===== GIVEN INFORMATION =====
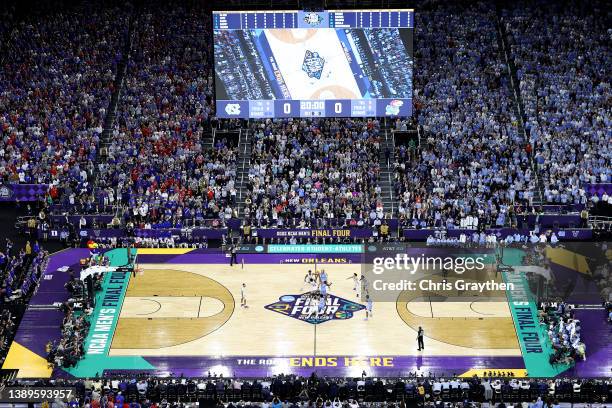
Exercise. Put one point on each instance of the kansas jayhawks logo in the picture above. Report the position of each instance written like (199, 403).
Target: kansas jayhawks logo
(306, 308)
(313, 64)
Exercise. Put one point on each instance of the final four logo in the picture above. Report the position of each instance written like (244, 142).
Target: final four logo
(313, 64)
(303, 307)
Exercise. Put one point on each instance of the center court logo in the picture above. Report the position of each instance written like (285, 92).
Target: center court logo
(303, 307)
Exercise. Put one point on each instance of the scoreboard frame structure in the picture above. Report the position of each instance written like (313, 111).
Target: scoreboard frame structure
(312, 108)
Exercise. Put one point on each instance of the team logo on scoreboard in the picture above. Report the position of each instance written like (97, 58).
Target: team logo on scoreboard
(313, 19)
(392, 108)
(313, 64)
(307, 308)
(232, 109)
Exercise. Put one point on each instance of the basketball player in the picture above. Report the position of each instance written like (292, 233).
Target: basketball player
(420, 335)
(369, 306)
(325, 287)
(312, 301)
(321, 306)
(323, 276)
(355, 279)
(243, 296)
(317, 276)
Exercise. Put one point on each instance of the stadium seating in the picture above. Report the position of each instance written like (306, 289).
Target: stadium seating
(563, 62)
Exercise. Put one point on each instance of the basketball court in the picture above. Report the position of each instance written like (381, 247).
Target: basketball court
(181, 313)
(186, 309)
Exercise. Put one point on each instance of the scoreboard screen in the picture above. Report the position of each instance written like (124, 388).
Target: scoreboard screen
(271, 64)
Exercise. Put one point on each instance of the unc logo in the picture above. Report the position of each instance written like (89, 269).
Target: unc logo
(303, 307)
(313, 19)
(313, 64)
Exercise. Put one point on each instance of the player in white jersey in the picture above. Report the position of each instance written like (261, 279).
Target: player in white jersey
(364, 285)
(243, 296)
(323, 276)
(312, 302)
(369, 306)
(355, 279)
(321, 306)
(324, 288)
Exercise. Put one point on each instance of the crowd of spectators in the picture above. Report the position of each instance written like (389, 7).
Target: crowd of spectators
(290, 391)
(158, 169)
(69, 349)
(309, 169)
(473, 162)
(563, 61)
(20, 272)
(54, 93)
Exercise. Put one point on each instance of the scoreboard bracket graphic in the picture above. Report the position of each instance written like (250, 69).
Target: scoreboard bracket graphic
(279, 64)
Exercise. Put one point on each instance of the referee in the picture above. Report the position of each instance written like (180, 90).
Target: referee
(233, 257)
(420, 334)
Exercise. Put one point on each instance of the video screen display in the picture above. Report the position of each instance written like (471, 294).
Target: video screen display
(313, 64)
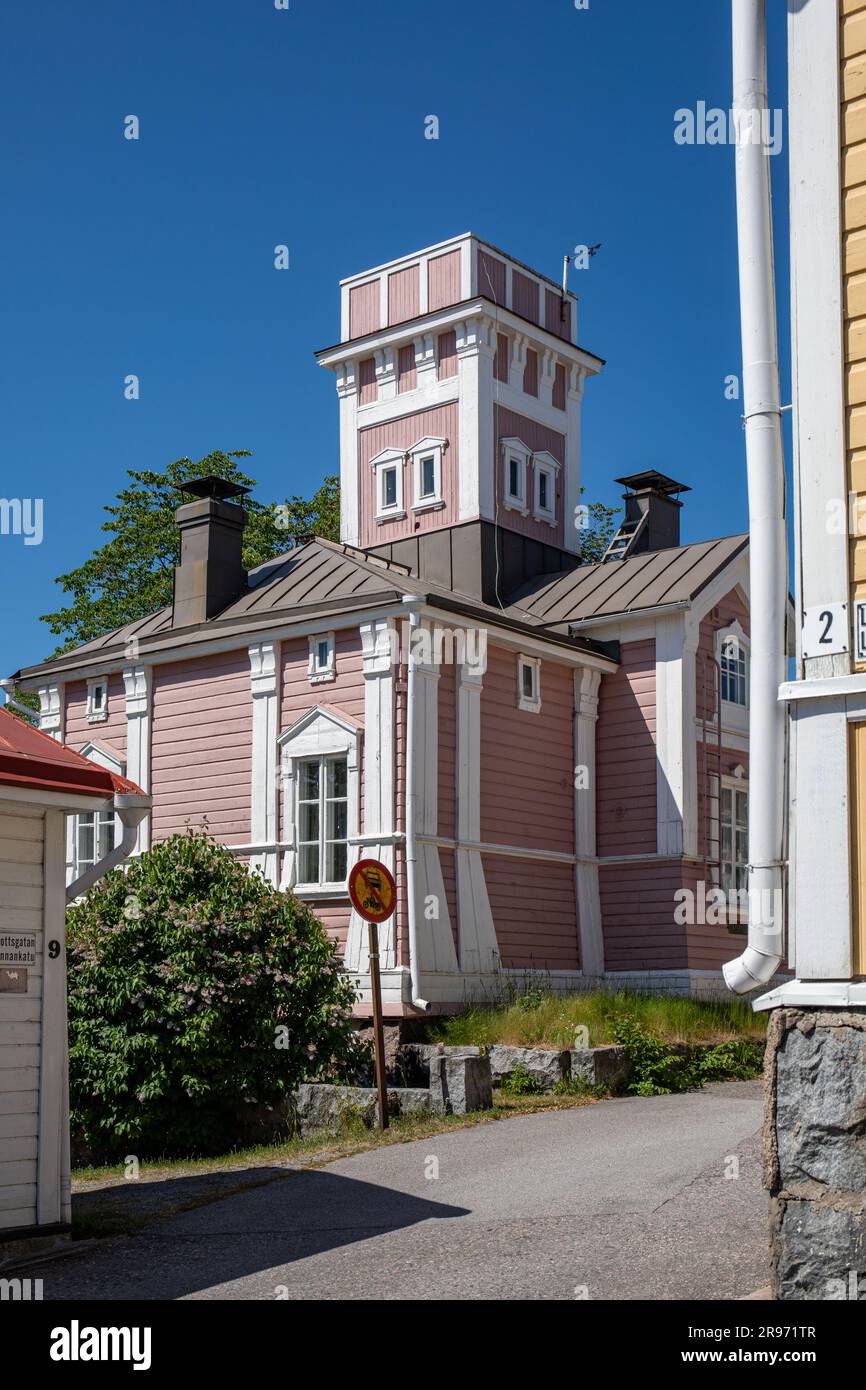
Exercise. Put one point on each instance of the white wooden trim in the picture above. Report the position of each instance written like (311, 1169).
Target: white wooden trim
(264, 690)
(818, 320)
=====
_WHAT NEEDS TO BE DONE_
Copy the listing word for word, excluding its pictures.

_PROBLEM SOLUTION_
Exercise. Put one point on each instance of the kansas jayhawks logo in the picture above. Report the position of each instance written like (199, 403).
Target: kansas jayhawks logo
(306, 308)
(313, 64)
Exercise. Put one point on each instance of the final four logo in the picture above. Report the position of each instance written like (244, 142).
Target: final four logo
(313, 64)
(303, 307)
Exercise. Put one point on each instance of the center court logo in the picture above. Report the position of each instance written like (285, 92).
Target: center court logo
(303, 307)
Exercise. Put one point on each instance of the scoreboard frame structure in the picture above. Report the position of each instance written like (313, 111).
Target: scoreboard frame structure
(312, 108)
Exercise. Put one point on each instance of the team logo on scoreboard in the picture above. Report the position of each instance written like (97, 58).
Target: team logo on scoreboard
(313, 19)
(392, 108)
(313, 64)
(307, 308)
(232, 109)
Exercise. Put one point on each instance of the basketball player in the picture above. Report the position of each instance written like (292, 233).
Target: basketball player
(420, 335)
(369, 306)
(325, 287)
(312, 301)
(321, 306)
(323, 276)
(355, 279)
(243, 296)
(317, 276)
Exercise. Put one point on each instance of the stadium seating in the picture above. Report the position of each instance written like (306, 289).
Target: stadium seating
(563, 62)
Exercise. Put one point on each instance of the basketball court in the picture above. Report the position of each instance written like (381, 247).
Target: basketball court
(181, 313)
(186, 309)
Exercise. Put one point on each instance of the scoreboard screen in the picture above. Report the position of each instance written like (124, 388).
Target: scoreboard screen
(271, 64)
Exercise. Put one point on each instance of the unc logo in the picture above. Report the position of each instance written like (89, 269).
Target: unc logo
(303, 307)
(313, 19)
(313, 64)
Exercise. Put one point on each instance of the player in white jersey in the picture above. Report the position of each instance written like (261, 279).
Target: player in white jersey
(364, 285)
(243, 296)
(323, 276)
(312, 302)
(369, 306)
(355, 279)
(321, 306)
(324, 288)
Exercise. Put one point on each instance of the crowd of spectators in the picture above. Report the position of each instance written like (389, 7).
Target: crowd of spectators
(290, 391)
(158, 169)
(69, 349)
(309, 169)
(473, 162)
(563, 61)
(20, 272)
(54, 93)
Exercise. Put one point on each instance of the scoreboard bracket graphic in the picture above. Report the position of each instance written like (250, 69).
Target: scoreboard bracket graphic
(279, 64)
Exercise. Put one point on each instance of the referee in the picture above. Report the position of each instance written like (180, 90).
Target: referee
(233, 257)
(420, 334)
Exercise. Put one point on each instance of the video screen display in the picture above. Report the position of each instance written like (471, 294).
Target: video screen display
(313, 64)
Exercise. Put one point on each instance of the white wooden trim in the picture above. Report the position of each instance written like (311, 1169).
Target: white wooden trim
(264, 690)
(818, 320)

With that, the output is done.